Begin READING TEXT
The second key prediction of our model concerns the role of human capital for the relationship between democracy and institutional quality. More specifically, our model suggests that the improvement in the quality of the economic institutions that results from a democratization is larger if people command a high level of human capital. To check whether this predictions holds, we augment our baseline model in the following manner:

$$\begin{aligned} E_{i,t} = \beta _1 D_{i,t} + \beta _2 H_{i,t} + \beta _3 \left( D_{i,t} \times H_{i,t} \right) + \alpha E_{i,t-1} + \xi _i + \theta _t + \varepsilon _{i,t} \end{aligned}$$
(16)

where H denotes the level of human capital. The model prediction will be confirmed if \({\hat{\beta }}_3 > 0\).

The results from estimating models such as (15) and (16) must be interpreted with caution since they might be biased due to the following endogeneity issues. First, our measures of democracy and human capital suffer from measurement errors. Hence, we expect attenuation biases. Second, causality may run from the quality of the economic institutions to human capital and democracy. For instance, people might devote more time to schooling if institutional quality is good. Finally, autocracies may differ from democracies in unobserved characteristics. If these factors also affect the quality of the economic institutions, an omitted variable bias exists.
End READING TEXT
WHAT YOU WILL DO: Retype everything from "where H denotes" down to "variable bias exists." in the passage on democracy and institutional quality.
Begin RECORDS PROVIDED
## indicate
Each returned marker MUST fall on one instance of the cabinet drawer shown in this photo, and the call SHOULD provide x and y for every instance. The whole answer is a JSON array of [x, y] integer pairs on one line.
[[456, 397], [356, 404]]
End RECORDS PROVIDED
Begin RECORDS PROVIDED
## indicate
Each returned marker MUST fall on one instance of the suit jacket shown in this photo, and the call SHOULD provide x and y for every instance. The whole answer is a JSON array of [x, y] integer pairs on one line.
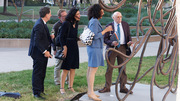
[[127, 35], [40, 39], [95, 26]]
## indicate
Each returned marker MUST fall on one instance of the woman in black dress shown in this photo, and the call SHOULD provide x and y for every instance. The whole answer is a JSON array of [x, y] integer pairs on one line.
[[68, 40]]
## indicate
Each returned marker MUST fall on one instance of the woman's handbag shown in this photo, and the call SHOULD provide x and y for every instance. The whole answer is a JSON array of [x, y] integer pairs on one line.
End RECORDS PROVIDED
Begin RECORDS PROVIDED
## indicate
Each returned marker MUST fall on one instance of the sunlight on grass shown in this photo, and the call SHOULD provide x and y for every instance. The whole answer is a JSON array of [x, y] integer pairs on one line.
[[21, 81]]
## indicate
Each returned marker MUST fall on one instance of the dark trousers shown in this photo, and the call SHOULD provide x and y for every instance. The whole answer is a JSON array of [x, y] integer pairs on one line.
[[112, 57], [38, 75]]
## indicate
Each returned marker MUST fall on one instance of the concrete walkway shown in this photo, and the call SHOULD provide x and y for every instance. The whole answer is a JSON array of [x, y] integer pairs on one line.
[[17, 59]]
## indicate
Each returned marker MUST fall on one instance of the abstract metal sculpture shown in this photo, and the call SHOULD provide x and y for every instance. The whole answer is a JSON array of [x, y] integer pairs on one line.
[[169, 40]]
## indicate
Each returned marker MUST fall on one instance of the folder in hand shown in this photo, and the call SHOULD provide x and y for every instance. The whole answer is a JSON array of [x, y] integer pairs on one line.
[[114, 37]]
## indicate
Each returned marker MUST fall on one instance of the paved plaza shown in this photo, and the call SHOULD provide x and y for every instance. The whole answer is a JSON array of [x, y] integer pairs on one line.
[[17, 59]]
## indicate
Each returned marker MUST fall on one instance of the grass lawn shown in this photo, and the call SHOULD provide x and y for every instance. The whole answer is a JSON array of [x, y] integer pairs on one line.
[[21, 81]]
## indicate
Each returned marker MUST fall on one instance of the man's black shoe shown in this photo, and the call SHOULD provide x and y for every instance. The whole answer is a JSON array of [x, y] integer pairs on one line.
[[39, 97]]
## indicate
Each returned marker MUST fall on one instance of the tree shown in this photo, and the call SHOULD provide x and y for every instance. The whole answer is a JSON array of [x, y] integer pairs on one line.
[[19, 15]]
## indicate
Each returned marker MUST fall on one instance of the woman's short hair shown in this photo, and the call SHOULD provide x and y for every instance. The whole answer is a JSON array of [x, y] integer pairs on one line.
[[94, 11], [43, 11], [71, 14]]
End RECORDS PROVIDED
RESPONSE:
where H denotes the level of human capital. The model prediction will be confirmed if \({\hat{\beta }}_3 > 0\).

The results from estimating models such as (15) and (16) must be interpreted with caution since they might be biased due to the following endogeneity issues. First, our measures of democracy and human capital suffer from measurement errors. Hence, we expect attenuation biases. Second, causality may run from the quality of the economic institutions to human capital and democracy. For instance, people might devote more time to schooling if institutional quality is good. Finally, autocracies may differ from democracies in unobserved characteristics. If these factors also affect the quality of the economic institutions, an omitted variable bias exists.